■ **WORK REQUIRED**: List each line in the material below that includes the word "people".

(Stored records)

* * * *

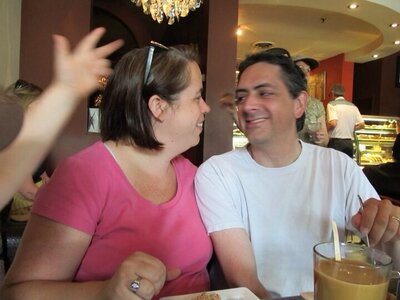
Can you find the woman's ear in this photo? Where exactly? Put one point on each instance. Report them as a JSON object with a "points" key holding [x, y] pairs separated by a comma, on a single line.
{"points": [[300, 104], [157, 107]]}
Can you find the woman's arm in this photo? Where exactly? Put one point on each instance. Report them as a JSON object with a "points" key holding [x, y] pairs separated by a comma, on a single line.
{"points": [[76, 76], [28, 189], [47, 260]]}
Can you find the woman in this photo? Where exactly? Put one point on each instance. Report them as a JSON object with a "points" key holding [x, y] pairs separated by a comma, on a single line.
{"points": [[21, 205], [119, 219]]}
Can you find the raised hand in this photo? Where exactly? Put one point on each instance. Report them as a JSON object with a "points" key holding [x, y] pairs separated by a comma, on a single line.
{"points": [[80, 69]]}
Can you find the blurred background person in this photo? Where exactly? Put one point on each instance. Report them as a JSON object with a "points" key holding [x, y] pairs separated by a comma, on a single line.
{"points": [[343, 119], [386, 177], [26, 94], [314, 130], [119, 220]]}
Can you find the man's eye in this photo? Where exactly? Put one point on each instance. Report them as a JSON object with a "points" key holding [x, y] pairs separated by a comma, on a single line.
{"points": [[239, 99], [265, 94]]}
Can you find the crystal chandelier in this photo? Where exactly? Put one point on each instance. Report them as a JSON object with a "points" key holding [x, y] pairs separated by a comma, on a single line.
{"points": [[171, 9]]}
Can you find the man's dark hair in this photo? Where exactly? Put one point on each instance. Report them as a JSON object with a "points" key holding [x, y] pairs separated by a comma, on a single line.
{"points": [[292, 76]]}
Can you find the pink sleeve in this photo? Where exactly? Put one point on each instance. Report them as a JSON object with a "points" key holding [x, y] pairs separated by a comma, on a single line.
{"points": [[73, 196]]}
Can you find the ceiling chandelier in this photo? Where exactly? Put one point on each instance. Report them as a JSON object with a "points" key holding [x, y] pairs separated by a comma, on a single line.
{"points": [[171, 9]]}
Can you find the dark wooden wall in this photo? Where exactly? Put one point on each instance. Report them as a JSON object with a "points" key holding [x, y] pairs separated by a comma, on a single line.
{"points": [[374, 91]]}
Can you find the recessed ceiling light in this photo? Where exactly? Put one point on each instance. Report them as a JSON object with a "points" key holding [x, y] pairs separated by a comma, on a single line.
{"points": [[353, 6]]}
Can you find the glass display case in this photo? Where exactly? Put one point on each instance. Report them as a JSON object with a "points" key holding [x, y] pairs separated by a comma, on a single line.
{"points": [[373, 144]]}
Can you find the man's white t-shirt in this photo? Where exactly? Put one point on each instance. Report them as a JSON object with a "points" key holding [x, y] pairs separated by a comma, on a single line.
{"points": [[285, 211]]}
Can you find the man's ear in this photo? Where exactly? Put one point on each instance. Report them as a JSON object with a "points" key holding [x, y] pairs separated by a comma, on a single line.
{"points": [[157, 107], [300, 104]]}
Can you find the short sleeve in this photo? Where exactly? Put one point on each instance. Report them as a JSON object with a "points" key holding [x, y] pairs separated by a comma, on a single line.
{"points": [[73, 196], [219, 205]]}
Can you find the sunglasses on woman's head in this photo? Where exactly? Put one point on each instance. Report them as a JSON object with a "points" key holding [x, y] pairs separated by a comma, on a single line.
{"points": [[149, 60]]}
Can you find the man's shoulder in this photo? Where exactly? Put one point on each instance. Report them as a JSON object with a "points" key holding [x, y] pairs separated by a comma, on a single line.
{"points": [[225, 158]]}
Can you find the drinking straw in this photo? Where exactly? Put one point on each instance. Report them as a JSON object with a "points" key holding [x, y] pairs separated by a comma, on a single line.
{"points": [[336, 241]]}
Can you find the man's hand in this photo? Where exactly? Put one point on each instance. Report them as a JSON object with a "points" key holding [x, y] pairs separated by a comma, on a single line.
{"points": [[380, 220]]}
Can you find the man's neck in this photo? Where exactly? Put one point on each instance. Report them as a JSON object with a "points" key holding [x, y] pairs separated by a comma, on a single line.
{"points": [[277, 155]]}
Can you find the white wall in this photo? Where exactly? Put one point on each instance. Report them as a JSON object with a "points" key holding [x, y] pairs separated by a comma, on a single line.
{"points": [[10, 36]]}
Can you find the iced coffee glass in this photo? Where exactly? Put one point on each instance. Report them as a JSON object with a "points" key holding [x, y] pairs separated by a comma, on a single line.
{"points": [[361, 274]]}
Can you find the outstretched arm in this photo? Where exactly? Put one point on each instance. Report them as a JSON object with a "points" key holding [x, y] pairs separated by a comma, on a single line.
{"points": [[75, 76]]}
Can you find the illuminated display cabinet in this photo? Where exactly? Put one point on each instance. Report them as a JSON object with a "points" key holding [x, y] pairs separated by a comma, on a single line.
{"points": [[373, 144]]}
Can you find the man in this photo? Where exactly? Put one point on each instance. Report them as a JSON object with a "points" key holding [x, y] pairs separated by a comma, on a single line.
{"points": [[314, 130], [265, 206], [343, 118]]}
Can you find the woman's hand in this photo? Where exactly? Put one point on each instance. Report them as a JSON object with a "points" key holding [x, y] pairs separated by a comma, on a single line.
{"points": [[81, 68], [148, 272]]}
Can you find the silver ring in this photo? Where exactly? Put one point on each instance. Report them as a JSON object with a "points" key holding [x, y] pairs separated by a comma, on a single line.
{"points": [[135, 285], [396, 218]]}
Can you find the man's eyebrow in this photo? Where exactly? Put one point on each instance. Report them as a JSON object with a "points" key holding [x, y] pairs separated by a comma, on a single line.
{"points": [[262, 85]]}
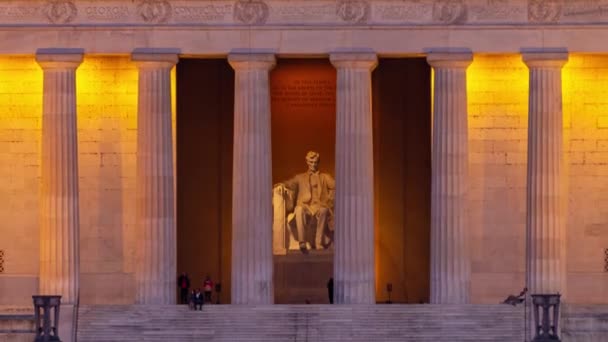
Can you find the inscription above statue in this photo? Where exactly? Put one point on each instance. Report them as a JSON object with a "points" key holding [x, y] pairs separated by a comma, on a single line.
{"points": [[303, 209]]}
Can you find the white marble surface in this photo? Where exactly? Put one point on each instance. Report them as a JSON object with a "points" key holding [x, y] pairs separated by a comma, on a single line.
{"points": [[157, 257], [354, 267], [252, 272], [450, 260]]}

* * * *

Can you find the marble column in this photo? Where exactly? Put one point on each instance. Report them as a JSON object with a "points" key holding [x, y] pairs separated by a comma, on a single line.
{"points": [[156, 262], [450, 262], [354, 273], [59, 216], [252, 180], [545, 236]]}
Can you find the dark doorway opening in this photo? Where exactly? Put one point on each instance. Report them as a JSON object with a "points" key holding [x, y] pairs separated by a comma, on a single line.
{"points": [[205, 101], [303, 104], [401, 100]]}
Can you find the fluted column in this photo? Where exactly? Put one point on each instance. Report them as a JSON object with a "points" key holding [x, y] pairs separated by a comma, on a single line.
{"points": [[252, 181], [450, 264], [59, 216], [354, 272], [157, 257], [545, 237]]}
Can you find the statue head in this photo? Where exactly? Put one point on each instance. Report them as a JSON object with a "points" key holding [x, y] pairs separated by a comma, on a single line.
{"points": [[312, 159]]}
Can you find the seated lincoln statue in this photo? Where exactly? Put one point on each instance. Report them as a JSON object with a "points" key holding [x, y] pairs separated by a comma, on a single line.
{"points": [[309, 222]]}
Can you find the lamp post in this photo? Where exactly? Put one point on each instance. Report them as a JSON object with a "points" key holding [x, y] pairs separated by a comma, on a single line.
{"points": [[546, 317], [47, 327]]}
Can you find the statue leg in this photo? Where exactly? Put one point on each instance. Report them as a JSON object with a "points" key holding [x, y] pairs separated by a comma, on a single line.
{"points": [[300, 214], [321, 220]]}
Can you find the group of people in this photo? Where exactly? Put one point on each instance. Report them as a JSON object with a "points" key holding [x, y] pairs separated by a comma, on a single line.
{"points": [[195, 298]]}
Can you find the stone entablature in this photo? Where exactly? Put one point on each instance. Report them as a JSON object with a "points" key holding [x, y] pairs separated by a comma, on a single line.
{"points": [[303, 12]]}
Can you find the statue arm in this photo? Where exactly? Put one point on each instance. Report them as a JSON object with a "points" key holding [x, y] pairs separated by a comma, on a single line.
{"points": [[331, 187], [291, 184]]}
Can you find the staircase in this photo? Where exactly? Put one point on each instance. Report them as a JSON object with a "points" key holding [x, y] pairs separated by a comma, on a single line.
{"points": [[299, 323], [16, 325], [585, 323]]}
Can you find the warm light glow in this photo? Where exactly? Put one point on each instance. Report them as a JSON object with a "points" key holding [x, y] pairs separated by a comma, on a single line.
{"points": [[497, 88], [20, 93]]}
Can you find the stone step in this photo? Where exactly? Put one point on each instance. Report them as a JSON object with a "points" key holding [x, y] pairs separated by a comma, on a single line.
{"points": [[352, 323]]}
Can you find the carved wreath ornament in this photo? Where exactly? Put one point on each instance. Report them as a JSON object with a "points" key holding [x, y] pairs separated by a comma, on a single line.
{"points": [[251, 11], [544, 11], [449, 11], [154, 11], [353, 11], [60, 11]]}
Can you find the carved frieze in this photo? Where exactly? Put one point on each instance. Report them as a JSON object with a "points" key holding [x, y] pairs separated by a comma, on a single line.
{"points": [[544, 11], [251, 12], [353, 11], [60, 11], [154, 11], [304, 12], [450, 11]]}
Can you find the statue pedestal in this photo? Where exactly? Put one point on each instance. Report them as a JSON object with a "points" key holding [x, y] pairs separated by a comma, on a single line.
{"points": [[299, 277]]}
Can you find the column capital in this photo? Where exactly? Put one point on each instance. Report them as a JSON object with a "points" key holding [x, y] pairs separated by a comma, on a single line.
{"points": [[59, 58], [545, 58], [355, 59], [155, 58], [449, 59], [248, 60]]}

* * * *

■ **COMPLETE RESPONSE**:
Can you find the group of people in this photo? Where exactly? Put one point on each instance. Report them as a JSON object with a "points" key holding [x, y] pairs separated by a comma, on a single line.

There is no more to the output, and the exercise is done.